+++ Text passage

The opinion of the court was delivered by: RONALD GUZMAN, District Judge


Before us is defendant's Motion to Quash Warrant and Suppress Evidence. The facts are not in dispute. On April 3, 2004, pursuant to a search warrant issued on April 2, 2004, police entered the residence located at 5535 South Normal Street in Chicago, Cook County, Illinois and conducted a search of the premises. Seized pursuant to this search were controlled substances, guns, and other assorted contraband and evidence. Defendant is now charged with possession of these items.

The search warrant complaint is somewhat unusual in that, although it is written from the point of view of Officer Enrique Pacheco, both the search warrant and the sworn complaint for the search warrant name an anonymous informant denominated as "J. Doe," as the complainant. The complaint for the search warrant is signed and sworn to by the complainant, J. Doe. Defendant bases his motion to quash the warrant on a lack of probable cause due to staleness of the information in the warrant complaint. The complaint sets forth that Officer Enrique Pacheco received information from J. Doe on March 31, 2004. The information related to J. Doe's observations which occurred sometime "in the past week". J. Doe related, under oath, that on that occasion sometime in the past week he met with Kenyardy Williams, in Williams' bedroom at the single family residence located at 5525 South Normal, Chicago, Cook County, Illinois and further, that the defendant was known to J. Doe to have lived at that address for the past 15 years. While there, the defendant and J. Doe smoked weed, and the defendant, Williams, showed J. Doe two black 9 mm handguns which he placed on the bed. Williams also showed J. Doe where he kept the weapons under his mattress. J. Doe also stated that the defendant, Kenyardy Williams, told him that he (Kenyardy Williams) keeps the guns there for protection because he sells drugs on that block. J. Doe identified an arrest photo of the defendant and also identified the single-family residence located at 5525 South Normal as the place in which his observations and conversation occurred. Finally, Officer Enrique Pacheco conducted a criminal history check of the defendant, and learned that the defendant has a prior conviction for Aggravated Unlawful Use of a Weapon. Based upon this information the judge issued a search warrant.

++++++

Written problem a: Reproduce, without any change, the stretch of the rows running from the line that contains "If you could segment every instance of the beach" through the line that contains "[[[1,42],[0,169],[255,169],[256,49],[189,40]]]", and omit the picture from your copy.

+++ Supplied records

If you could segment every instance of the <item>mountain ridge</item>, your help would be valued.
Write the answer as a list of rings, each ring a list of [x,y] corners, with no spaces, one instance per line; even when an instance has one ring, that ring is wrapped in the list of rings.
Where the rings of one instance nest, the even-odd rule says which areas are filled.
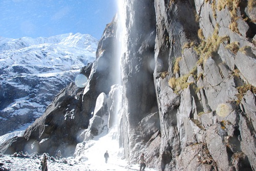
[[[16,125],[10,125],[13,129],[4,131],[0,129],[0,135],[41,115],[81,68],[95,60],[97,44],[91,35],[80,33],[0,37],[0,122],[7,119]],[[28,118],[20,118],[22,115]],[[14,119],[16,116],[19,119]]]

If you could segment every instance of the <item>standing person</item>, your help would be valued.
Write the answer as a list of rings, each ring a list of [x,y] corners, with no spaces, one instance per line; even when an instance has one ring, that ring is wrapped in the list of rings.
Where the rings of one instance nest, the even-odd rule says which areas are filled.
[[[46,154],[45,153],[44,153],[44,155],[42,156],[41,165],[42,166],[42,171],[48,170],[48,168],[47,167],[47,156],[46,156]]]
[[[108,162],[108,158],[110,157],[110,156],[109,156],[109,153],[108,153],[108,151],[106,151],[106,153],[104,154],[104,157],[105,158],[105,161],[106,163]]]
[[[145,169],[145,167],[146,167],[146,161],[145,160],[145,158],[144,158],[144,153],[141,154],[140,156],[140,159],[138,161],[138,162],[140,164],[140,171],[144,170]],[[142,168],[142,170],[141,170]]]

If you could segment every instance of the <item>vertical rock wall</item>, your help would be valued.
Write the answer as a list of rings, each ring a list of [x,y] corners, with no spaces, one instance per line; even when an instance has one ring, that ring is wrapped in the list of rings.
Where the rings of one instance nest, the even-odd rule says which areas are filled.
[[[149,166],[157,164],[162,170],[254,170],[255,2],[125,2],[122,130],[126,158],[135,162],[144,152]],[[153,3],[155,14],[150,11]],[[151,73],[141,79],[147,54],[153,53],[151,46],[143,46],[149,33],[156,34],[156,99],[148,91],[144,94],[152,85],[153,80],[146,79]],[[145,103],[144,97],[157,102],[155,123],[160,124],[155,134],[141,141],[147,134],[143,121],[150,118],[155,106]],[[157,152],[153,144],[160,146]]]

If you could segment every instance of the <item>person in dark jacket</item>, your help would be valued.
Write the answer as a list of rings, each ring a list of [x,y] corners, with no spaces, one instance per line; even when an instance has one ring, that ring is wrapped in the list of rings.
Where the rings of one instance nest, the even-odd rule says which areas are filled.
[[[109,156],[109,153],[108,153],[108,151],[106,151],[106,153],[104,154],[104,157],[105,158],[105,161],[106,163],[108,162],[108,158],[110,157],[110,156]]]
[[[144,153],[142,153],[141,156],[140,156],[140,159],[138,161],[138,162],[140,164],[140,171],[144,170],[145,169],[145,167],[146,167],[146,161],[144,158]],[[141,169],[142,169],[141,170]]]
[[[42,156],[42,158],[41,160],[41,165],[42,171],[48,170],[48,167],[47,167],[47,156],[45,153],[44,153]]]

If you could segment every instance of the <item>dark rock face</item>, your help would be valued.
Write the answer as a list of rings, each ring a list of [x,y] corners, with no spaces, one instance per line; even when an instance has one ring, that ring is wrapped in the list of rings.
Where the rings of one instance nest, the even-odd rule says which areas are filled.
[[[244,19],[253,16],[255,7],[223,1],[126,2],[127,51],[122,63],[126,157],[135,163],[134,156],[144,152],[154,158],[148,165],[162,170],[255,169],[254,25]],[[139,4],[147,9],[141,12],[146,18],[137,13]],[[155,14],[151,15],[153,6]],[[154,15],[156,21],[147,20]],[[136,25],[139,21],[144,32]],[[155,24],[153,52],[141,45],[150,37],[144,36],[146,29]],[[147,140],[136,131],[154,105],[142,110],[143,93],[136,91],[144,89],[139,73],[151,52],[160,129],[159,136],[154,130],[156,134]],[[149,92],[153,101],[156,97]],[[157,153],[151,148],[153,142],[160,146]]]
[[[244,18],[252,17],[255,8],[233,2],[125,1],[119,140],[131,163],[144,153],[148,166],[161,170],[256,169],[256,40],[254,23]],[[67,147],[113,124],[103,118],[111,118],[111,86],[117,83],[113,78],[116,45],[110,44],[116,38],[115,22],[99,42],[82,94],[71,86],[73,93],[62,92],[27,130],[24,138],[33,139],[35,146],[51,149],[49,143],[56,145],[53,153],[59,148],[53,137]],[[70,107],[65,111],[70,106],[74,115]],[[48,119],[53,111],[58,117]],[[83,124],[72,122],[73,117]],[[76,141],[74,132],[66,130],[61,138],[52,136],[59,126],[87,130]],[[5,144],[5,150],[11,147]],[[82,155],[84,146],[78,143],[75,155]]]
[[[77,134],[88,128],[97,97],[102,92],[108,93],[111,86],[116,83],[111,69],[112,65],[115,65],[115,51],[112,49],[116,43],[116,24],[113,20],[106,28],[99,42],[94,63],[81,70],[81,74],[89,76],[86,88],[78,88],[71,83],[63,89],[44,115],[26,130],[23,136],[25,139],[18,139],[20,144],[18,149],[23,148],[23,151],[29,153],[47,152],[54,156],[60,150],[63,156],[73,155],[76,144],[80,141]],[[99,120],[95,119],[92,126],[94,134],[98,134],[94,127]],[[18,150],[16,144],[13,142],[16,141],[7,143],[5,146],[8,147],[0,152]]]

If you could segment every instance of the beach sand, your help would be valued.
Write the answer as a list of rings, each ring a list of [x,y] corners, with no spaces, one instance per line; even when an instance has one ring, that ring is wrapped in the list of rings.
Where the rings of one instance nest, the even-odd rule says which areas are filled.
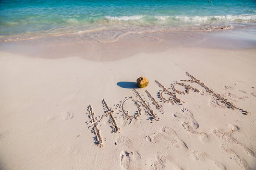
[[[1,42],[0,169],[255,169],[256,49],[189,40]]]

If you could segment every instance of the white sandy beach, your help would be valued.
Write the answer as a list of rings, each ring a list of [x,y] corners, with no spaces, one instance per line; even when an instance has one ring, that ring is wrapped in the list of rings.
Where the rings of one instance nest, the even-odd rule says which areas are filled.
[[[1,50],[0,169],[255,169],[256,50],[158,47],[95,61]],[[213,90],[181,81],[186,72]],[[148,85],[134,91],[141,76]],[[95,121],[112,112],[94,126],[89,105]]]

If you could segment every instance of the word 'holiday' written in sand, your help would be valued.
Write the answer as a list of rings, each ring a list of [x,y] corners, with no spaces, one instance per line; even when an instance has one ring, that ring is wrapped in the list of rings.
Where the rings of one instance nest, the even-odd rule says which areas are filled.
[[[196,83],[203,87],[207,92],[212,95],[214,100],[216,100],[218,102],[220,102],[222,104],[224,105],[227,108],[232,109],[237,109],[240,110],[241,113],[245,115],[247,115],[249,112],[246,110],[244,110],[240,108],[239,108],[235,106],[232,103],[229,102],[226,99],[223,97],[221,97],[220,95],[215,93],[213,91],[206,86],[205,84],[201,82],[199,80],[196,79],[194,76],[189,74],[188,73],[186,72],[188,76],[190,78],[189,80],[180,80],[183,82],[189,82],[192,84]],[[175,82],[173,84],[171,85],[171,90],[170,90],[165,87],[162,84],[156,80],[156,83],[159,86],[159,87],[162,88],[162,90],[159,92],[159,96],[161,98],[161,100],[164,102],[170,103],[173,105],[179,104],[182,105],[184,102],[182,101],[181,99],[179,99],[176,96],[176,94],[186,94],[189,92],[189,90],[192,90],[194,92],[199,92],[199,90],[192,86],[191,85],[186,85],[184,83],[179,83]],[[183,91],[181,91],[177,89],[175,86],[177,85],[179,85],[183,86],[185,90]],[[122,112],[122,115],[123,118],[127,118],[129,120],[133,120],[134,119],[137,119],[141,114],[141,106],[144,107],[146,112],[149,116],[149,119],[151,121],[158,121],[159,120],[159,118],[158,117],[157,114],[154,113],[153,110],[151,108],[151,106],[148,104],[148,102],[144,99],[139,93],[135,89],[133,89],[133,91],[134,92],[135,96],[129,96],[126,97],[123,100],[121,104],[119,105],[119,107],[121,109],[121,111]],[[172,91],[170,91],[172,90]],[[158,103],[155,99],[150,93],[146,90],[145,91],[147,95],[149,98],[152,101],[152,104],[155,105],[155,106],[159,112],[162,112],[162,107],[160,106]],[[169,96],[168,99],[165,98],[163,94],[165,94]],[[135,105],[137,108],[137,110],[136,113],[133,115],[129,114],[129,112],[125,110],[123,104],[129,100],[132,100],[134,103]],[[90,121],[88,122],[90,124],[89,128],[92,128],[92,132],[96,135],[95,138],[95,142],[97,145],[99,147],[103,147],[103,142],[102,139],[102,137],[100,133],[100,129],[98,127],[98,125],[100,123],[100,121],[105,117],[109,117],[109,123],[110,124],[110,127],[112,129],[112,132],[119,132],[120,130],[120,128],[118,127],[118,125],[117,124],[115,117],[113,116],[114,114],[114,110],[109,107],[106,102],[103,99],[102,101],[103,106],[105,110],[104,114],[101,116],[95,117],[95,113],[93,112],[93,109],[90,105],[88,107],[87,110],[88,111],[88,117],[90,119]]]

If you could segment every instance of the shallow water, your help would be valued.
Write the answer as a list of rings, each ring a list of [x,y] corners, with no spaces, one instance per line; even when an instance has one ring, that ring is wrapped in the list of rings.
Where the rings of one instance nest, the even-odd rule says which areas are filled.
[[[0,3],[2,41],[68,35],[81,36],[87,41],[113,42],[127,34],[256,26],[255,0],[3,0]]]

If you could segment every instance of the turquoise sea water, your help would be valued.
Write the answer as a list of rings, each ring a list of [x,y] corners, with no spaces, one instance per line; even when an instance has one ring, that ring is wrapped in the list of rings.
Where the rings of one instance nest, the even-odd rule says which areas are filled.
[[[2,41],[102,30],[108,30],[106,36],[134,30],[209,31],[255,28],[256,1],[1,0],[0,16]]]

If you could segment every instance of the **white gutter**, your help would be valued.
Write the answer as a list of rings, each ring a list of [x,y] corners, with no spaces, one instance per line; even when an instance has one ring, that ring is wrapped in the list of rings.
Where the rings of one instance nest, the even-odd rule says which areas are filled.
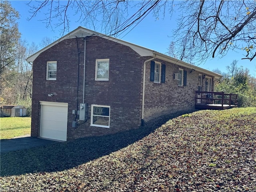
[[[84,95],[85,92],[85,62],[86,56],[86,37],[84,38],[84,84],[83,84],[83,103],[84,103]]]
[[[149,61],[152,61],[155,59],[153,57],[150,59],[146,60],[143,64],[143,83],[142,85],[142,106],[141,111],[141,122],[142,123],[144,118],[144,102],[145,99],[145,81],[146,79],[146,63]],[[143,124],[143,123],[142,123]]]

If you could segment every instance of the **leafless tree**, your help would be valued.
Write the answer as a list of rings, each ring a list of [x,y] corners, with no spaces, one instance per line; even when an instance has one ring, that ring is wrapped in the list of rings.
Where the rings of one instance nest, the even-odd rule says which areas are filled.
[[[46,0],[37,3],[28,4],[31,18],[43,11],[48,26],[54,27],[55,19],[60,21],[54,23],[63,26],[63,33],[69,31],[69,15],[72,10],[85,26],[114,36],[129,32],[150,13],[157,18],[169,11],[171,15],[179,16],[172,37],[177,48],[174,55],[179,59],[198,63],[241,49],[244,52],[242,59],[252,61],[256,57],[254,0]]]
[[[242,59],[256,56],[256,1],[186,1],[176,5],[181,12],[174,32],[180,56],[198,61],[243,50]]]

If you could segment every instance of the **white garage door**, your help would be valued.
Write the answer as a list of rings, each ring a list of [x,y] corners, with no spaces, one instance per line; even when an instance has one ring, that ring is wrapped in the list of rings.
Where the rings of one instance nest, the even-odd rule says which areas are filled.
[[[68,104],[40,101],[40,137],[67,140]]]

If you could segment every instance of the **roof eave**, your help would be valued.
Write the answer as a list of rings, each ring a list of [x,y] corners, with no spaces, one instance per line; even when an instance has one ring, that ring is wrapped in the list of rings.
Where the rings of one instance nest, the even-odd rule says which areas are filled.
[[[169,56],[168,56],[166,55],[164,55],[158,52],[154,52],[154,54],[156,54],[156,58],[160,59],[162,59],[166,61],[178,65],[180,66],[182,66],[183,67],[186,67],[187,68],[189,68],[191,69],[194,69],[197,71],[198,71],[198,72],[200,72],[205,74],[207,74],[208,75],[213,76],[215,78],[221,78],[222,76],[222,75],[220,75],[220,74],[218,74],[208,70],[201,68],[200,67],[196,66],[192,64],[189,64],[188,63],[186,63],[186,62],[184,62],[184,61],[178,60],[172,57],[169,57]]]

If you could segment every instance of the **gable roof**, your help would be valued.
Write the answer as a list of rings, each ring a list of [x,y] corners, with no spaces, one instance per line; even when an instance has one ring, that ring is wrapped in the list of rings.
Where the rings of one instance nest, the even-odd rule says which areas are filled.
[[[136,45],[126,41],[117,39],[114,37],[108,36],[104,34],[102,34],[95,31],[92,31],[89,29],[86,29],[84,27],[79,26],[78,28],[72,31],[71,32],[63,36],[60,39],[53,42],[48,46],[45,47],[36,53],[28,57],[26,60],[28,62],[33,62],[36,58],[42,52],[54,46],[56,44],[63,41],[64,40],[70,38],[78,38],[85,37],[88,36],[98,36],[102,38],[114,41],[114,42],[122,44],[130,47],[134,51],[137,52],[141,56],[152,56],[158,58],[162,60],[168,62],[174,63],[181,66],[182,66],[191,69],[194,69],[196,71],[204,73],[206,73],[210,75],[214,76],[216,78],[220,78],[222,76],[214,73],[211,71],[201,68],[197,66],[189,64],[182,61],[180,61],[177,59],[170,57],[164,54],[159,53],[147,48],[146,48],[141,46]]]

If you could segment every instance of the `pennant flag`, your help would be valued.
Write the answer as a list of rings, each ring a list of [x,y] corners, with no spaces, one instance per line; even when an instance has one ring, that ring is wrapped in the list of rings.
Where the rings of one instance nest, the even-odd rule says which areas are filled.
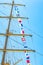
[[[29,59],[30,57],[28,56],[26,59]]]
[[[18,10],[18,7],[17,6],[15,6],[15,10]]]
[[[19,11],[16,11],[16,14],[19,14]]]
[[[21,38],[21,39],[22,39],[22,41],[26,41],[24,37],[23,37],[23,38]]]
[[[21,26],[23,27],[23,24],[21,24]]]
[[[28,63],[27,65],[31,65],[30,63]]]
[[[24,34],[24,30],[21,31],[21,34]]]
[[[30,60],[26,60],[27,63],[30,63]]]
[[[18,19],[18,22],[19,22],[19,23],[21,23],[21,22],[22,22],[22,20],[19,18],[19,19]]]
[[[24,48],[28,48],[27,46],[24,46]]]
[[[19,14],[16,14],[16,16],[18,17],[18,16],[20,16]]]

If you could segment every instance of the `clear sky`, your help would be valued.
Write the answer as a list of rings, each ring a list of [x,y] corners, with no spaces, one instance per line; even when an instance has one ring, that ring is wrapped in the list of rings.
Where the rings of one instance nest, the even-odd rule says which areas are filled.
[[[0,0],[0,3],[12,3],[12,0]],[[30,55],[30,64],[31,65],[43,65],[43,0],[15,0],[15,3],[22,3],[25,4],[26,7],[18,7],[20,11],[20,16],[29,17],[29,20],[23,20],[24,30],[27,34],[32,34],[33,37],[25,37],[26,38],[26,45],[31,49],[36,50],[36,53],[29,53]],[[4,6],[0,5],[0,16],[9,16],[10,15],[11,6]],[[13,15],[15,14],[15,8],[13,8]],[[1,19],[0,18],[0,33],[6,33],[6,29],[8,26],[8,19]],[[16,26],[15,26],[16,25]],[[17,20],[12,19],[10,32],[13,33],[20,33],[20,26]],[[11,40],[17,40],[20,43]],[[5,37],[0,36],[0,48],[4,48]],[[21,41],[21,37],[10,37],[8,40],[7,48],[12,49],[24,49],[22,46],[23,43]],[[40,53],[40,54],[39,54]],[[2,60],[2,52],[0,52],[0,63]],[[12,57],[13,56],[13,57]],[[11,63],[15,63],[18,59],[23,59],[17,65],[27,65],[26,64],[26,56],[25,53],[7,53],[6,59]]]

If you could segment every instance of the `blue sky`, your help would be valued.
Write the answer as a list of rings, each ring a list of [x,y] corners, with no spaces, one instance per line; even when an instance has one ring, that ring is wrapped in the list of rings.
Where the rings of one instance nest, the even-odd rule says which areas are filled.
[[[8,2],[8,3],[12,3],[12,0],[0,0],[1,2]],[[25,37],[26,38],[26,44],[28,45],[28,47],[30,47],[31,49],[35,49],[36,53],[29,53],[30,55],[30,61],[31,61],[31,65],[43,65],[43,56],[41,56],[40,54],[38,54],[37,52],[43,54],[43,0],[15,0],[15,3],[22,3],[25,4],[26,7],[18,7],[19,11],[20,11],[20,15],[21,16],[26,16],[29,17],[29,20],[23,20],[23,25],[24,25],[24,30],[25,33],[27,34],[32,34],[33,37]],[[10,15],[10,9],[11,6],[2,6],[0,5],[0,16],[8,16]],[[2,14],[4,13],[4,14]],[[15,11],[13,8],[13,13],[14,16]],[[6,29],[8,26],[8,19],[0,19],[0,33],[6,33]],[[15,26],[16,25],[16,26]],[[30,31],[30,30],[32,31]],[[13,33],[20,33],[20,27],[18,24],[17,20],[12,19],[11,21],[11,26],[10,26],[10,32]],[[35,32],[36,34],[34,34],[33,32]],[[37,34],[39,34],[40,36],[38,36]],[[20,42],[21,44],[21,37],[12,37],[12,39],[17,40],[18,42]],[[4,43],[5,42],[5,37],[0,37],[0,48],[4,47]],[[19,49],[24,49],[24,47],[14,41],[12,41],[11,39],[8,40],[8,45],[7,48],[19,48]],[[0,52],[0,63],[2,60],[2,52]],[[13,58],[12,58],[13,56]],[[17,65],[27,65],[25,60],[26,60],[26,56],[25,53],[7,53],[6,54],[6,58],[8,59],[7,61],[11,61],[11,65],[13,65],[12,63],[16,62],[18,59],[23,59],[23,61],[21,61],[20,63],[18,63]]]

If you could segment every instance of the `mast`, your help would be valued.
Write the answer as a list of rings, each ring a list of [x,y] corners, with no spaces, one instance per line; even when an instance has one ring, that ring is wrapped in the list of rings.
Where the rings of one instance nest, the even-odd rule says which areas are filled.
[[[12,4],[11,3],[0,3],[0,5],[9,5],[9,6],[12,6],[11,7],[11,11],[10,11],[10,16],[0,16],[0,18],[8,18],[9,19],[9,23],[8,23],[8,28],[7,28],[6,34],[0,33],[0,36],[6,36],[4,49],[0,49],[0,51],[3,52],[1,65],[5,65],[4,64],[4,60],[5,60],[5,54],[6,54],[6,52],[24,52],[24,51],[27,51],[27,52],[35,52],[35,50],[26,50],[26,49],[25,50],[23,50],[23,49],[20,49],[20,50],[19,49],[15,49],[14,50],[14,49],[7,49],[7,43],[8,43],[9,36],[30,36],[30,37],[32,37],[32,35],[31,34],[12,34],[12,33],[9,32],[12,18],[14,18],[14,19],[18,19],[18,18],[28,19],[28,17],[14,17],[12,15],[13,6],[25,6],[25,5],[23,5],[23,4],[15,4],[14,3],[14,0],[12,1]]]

++++++

Written problem b: List every calendar date given in the court opinion.

Complete output a:
If you could segment every instance of the beach sand, your help would be valued.
Write the answer as a list of rings, each ring a list of [x,y] corners, with no spaces, one instance per line; even when an instance has one ring, that ring is wrapped in the list of rings.
Where the rings of one instance nest, the even-odd rule says which areas are filled.
[[[1,42],[0,169],[255,169],[256,49],[189,40]]]

Complete output b:
April 3, 2004
April 2, 2004
March 31, 2004